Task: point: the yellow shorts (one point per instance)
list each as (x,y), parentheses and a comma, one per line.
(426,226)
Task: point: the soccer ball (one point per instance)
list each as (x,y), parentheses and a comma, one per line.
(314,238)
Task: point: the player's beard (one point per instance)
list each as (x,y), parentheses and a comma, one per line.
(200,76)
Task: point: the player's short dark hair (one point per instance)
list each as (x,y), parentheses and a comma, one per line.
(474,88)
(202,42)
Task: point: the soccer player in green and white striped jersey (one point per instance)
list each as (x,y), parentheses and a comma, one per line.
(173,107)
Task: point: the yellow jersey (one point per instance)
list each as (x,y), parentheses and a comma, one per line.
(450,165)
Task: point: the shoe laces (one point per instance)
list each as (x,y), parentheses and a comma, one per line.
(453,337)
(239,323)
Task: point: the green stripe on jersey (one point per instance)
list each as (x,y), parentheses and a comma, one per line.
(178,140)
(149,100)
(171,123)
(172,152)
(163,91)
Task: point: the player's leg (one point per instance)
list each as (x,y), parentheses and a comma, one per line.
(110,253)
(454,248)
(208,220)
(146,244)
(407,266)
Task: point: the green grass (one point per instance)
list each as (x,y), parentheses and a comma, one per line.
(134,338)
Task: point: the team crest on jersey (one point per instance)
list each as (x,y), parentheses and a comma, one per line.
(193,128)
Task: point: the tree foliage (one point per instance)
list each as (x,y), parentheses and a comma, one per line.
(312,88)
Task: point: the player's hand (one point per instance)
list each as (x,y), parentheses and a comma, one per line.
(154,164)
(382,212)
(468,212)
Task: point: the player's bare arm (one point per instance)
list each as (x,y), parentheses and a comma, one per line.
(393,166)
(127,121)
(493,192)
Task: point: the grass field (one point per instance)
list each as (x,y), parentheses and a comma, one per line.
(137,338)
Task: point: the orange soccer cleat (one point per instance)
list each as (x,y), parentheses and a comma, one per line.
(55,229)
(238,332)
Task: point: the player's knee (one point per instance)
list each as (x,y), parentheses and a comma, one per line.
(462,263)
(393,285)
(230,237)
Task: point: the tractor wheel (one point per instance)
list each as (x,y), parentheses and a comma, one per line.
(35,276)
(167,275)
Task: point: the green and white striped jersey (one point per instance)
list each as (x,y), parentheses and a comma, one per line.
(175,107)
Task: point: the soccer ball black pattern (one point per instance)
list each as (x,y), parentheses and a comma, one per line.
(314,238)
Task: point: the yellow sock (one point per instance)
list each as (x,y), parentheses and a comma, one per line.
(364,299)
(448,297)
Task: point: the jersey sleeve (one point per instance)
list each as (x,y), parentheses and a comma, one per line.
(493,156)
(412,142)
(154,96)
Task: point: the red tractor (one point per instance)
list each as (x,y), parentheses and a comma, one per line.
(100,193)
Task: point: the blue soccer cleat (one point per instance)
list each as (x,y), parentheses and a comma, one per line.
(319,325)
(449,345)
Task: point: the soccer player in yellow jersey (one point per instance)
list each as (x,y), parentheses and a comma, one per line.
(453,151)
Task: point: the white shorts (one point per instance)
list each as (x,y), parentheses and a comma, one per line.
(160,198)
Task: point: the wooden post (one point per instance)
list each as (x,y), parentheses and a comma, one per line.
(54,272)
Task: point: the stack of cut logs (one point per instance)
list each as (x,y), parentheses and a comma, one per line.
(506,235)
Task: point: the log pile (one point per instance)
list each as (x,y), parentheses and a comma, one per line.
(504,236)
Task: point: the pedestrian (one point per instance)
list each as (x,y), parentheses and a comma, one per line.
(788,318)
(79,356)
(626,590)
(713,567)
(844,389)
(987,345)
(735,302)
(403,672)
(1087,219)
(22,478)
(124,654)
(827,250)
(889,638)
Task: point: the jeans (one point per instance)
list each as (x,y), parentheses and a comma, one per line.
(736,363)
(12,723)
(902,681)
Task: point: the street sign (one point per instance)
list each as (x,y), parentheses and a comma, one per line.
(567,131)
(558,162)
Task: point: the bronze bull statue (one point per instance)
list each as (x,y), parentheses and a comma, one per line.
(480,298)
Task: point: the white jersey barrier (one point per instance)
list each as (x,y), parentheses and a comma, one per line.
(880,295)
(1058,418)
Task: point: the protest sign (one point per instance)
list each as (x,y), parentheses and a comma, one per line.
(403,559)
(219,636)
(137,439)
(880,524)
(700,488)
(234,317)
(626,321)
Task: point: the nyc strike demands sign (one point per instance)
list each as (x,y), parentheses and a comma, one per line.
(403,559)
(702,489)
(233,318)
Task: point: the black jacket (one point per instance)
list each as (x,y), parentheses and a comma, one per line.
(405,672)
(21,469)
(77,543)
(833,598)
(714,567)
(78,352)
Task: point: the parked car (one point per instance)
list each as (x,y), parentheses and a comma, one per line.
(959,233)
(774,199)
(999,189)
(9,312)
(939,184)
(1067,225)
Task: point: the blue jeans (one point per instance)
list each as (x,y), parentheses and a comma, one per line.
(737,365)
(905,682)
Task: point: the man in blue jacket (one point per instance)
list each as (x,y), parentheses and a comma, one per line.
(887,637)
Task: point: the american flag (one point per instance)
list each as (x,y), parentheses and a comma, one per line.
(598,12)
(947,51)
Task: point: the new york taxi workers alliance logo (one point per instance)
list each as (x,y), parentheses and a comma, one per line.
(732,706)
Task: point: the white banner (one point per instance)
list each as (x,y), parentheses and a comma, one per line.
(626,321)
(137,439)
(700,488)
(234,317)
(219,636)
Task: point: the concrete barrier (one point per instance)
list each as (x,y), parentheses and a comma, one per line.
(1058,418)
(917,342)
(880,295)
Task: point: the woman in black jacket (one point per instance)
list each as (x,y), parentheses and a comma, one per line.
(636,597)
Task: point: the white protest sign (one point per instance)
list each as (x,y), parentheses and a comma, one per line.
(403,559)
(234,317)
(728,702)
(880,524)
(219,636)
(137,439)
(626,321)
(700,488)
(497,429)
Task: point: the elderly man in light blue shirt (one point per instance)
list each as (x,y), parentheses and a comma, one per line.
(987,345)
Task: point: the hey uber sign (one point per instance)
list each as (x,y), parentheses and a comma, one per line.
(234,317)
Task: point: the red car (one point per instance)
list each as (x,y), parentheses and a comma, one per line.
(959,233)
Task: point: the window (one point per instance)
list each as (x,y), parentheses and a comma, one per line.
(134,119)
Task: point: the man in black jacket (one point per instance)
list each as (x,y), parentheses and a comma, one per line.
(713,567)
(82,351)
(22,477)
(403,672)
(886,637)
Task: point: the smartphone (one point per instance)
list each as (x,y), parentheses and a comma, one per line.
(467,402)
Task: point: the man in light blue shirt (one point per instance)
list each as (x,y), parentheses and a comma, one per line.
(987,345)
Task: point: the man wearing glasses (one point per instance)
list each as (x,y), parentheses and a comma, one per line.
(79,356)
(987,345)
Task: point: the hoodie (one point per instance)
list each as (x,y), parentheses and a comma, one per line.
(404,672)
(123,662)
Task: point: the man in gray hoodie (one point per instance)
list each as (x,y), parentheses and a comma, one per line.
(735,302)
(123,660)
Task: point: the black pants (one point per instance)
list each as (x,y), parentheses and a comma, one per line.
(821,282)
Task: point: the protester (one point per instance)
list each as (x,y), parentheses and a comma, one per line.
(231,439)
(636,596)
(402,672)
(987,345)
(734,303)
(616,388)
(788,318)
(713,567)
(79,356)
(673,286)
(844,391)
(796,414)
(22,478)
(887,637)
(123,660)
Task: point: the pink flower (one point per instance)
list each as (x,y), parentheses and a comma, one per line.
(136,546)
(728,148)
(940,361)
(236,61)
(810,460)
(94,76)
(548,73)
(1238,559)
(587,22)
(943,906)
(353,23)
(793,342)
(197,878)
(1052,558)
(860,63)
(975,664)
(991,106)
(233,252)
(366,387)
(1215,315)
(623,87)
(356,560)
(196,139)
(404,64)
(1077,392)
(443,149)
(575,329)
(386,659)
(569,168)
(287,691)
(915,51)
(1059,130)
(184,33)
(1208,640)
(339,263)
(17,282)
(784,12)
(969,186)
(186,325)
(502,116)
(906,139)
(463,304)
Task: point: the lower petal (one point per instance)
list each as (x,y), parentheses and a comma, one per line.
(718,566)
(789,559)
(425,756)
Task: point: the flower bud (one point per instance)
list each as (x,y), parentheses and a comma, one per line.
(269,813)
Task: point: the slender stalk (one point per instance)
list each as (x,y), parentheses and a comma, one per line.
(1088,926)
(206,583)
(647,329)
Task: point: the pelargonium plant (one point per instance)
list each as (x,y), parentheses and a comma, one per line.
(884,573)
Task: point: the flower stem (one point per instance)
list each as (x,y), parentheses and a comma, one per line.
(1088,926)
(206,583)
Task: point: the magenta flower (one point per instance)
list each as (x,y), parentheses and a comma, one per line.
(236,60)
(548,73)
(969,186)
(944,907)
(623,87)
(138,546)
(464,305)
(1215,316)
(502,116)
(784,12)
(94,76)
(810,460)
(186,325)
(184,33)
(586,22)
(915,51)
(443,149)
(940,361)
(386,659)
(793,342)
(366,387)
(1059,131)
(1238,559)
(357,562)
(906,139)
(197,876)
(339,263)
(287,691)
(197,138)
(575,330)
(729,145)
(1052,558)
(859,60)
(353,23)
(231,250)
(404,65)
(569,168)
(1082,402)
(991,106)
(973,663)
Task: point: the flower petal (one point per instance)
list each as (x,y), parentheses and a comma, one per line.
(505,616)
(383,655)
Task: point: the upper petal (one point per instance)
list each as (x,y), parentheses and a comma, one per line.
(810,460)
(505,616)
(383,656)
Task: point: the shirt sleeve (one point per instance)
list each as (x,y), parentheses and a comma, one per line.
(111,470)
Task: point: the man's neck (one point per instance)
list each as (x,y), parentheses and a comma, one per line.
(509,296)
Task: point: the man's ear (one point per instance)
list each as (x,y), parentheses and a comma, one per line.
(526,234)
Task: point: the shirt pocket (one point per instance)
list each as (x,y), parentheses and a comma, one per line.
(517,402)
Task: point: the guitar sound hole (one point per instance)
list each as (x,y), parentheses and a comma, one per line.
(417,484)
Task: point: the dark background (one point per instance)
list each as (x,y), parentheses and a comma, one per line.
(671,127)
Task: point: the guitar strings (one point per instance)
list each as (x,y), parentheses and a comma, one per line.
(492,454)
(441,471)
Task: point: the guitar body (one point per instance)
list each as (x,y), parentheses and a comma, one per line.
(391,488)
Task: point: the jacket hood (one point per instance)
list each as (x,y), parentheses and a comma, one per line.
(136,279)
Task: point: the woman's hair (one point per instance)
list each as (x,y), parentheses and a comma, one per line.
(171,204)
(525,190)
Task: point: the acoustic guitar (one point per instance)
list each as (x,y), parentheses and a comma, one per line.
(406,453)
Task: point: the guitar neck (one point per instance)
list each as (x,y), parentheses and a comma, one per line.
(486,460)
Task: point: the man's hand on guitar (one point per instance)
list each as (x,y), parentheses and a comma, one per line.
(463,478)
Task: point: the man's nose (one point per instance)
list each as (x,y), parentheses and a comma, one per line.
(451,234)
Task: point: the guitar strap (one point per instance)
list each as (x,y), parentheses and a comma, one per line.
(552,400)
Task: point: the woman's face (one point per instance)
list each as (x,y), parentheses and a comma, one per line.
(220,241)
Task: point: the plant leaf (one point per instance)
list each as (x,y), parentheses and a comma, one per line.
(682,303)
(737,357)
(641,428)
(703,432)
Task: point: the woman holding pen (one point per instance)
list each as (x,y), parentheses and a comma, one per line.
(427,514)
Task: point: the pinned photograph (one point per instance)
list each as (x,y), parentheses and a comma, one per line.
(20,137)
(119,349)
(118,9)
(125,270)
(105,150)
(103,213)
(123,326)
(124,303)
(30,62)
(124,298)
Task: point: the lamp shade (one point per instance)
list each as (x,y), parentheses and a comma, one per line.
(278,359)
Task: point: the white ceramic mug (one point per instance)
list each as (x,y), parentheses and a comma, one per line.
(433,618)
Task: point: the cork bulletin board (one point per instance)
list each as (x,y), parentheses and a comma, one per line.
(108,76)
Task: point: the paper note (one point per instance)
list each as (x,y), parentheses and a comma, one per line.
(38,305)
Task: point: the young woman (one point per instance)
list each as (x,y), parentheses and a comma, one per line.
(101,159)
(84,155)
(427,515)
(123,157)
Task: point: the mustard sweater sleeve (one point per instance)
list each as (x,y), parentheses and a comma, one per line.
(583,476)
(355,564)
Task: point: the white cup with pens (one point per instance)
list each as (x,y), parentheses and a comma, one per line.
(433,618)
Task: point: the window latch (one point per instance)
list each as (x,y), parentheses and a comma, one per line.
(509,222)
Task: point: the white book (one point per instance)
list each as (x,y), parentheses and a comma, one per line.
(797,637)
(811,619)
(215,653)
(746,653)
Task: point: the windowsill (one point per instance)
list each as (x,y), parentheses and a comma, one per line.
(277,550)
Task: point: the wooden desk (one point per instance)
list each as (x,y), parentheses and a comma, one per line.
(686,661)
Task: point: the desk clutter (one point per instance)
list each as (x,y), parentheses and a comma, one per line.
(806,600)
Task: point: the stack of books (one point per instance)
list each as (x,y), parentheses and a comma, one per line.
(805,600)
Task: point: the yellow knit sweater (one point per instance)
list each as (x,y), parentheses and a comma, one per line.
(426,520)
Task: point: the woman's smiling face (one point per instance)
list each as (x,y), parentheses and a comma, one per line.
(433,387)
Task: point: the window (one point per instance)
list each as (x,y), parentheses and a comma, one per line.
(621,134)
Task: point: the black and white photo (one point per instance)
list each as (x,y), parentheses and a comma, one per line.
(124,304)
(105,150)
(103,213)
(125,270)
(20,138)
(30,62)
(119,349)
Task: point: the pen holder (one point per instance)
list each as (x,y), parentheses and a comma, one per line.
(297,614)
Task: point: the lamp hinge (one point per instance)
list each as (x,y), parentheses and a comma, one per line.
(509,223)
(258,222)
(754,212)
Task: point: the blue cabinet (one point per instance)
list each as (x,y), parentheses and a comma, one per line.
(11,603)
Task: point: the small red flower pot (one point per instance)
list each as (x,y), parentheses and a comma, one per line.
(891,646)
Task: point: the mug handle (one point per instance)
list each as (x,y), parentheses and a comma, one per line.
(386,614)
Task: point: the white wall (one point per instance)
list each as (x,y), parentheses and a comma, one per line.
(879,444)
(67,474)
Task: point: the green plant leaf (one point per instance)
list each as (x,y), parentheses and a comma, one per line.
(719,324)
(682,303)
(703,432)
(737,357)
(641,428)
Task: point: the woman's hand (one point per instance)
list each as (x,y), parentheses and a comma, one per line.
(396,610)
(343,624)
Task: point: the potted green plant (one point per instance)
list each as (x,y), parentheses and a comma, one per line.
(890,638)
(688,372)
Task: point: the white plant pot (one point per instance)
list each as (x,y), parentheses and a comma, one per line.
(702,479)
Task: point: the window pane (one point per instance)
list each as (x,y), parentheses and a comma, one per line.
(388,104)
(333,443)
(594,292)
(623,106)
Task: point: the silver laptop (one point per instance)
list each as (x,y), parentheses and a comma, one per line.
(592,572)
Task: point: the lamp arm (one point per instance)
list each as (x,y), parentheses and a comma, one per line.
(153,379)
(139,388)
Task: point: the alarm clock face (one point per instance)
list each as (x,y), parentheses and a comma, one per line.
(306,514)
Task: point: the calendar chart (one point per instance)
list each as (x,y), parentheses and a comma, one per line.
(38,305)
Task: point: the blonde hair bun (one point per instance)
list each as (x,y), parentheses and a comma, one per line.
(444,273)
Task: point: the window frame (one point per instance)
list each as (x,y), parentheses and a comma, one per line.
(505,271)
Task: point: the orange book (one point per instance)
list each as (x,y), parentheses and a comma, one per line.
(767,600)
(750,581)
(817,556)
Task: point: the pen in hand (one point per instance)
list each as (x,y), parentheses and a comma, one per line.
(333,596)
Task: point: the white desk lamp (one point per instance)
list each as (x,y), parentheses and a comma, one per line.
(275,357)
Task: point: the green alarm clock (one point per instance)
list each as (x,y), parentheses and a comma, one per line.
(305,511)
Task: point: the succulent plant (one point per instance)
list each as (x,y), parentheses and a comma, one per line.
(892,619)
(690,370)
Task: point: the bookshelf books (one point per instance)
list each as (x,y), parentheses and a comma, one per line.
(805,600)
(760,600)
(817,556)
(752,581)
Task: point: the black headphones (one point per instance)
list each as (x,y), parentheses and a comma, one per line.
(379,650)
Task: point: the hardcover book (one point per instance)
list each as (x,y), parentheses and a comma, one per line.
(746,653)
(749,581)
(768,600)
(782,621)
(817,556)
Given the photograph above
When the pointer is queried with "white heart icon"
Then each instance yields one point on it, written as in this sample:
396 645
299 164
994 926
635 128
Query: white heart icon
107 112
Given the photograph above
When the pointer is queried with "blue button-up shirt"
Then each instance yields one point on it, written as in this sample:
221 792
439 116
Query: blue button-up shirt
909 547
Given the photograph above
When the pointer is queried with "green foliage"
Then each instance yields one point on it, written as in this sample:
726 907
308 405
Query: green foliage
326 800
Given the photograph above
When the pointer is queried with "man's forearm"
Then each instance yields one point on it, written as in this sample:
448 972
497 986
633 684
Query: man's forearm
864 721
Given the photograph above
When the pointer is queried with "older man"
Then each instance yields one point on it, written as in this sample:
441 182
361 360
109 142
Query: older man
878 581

..........

▶ **What this task involves**
Find each line in the records holding the string "jacket" and show it.

▶ **Answer below**
Task: point: the black jacket (one point per instance)
Task: point: the man in blue jacket (one point per instance)
Task: point: the woman in black jacket (one point per instance)
Task: point: the man in black jacket (one point per instance)
Task: point: the jacket hood (one point per instance)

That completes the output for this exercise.